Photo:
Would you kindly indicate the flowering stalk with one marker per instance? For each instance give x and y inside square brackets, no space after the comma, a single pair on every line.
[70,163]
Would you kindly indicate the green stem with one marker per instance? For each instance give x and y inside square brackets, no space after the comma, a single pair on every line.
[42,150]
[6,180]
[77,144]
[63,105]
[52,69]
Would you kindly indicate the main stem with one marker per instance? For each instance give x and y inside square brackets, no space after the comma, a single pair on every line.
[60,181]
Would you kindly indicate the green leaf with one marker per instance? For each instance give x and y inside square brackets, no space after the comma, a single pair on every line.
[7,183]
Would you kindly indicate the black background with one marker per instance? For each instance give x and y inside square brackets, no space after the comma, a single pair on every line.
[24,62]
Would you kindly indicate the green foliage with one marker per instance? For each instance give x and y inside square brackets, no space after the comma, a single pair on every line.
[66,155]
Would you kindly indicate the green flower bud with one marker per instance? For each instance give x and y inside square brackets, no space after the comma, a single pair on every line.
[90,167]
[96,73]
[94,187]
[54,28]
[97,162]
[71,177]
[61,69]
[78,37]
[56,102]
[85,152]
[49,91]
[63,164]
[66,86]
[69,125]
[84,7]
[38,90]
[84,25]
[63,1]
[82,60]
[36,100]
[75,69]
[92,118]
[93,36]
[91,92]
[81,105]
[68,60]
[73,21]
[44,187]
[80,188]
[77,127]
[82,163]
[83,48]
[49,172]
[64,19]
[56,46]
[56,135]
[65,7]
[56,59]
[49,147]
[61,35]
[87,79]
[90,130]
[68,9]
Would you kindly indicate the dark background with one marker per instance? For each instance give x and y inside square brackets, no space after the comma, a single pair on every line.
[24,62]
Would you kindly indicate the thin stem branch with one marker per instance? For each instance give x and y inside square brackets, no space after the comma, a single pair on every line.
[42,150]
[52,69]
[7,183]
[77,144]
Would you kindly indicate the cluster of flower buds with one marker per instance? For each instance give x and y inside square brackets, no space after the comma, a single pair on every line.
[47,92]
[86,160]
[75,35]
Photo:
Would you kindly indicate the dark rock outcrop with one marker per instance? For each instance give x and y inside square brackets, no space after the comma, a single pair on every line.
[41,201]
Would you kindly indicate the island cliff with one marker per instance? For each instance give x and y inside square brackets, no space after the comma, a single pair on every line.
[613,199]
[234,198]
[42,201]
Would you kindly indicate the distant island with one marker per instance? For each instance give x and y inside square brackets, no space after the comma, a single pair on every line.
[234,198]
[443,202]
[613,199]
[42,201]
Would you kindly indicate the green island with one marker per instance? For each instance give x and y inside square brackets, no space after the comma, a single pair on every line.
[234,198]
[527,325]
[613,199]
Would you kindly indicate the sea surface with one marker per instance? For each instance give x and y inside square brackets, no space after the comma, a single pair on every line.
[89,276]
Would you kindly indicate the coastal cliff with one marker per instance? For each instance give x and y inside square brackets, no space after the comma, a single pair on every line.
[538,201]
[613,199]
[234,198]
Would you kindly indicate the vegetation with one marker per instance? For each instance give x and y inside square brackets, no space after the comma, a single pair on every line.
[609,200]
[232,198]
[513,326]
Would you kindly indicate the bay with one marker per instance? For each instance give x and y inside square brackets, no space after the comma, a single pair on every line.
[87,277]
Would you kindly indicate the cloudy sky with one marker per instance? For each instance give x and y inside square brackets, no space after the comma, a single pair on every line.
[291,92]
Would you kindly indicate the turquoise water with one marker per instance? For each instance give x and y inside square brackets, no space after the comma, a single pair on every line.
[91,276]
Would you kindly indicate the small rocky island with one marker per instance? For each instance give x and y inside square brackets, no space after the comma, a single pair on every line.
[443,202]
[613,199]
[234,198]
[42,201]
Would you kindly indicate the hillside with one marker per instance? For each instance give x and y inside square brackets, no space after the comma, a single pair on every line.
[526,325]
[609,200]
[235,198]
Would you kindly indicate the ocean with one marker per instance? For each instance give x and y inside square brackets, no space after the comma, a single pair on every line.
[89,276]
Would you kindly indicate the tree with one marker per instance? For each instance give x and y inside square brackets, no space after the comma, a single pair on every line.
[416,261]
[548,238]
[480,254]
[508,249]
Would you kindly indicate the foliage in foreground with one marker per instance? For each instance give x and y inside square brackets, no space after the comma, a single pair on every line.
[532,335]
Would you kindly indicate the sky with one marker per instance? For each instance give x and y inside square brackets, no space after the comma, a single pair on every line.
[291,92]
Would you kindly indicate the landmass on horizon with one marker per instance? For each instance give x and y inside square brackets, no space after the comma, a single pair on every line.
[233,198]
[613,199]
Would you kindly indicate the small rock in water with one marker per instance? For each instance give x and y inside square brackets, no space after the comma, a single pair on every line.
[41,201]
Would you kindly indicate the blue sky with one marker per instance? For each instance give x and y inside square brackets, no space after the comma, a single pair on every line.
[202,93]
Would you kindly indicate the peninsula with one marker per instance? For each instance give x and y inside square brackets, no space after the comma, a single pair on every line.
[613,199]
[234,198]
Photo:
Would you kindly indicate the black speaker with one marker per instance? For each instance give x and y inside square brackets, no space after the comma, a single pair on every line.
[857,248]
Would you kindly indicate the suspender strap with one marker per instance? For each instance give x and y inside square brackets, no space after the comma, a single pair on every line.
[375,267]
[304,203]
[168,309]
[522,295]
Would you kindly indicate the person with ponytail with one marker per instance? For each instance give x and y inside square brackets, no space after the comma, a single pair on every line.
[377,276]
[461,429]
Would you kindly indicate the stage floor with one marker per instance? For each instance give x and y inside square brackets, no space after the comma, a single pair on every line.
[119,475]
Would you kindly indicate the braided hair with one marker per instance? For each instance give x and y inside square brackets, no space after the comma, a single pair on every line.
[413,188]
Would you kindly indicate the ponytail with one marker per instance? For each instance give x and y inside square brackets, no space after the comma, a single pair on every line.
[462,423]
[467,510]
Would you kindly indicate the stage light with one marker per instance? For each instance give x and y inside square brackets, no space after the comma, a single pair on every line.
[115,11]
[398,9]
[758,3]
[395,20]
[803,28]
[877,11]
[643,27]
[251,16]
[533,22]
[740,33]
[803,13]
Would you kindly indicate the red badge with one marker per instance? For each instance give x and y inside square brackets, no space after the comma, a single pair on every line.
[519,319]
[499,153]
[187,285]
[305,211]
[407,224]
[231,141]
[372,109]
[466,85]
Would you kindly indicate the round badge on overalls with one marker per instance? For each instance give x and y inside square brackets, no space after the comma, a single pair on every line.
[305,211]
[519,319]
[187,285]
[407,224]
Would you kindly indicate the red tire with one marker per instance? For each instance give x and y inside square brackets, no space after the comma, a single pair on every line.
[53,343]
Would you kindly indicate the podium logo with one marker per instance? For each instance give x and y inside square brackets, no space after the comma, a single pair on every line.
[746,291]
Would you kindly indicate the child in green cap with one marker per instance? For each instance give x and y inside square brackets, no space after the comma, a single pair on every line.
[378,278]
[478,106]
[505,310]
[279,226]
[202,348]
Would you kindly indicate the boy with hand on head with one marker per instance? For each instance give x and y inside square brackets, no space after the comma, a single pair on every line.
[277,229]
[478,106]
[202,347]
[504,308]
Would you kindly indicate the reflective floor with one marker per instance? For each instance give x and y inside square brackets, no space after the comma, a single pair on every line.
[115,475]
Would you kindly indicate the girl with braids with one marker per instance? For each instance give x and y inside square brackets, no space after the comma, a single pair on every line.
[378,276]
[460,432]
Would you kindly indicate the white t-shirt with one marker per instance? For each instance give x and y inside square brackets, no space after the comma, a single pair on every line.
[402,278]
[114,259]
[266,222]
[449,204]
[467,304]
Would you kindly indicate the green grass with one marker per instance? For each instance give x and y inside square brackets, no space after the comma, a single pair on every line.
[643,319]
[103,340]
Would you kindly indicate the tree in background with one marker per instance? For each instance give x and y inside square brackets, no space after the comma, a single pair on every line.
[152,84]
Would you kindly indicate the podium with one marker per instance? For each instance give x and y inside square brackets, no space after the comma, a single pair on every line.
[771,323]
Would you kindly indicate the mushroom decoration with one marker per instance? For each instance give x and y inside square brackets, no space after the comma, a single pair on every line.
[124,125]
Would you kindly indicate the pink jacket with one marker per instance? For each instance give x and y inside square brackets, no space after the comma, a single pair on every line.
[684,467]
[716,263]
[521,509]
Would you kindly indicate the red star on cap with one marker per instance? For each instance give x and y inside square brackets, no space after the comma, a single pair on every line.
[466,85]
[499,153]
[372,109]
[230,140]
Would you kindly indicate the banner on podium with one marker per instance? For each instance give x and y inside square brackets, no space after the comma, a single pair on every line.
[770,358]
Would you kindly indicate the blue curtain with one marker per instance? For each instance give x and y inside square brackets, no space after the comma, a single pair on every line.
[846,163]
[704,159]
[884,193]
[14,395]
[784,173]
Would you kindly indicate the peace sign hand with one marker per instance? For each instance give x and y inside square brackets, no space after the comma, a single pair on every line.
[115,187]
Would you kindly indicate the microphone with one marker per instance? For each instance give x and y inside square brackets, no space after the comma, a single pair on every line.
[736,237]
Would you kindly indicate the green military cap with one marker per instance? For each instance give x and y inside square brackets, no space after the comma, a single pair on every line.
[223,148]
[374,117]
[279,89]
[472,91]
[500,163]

######

- _Work to be completed_:
Your answer must be the lines from the one with "Would you kindly indicate the microphone" through the last line of the data, repeated exactly and with nothing else.

- _Expected output_:
Would you kindly indicate the microphone with one marker per instance? For each instance give x and y inside square brackets, no space after the comma, a single pair on every line.
[736,237]
Would you kindly indicate the green military cap with one marker per instance? For each instance give x and y inside square brackets, no space after the comma, a single pair on every line.
[223,148]
[374,117]
[279,89]
[472,91]
[500,163]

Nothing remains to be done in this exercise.